■ OBJECTIVE
Print each line of the listing once more, precisely as given.

■ Stored items
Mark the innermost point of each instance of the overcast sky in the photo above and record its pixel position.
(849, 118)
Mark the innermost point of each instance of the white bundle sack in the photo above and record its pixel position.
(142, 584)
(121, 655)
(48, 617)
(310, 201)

■ CORRECT ANSWER
Mark the innermost point of each instance of the overcast sky in the photo above and record its pixel position.
(849, 118)
Mark the innermost point of each instance of the white bundle sack in the photo above and record its pixel position.
(142, 584)
(121, 655)
(48, 617)
(310, 201)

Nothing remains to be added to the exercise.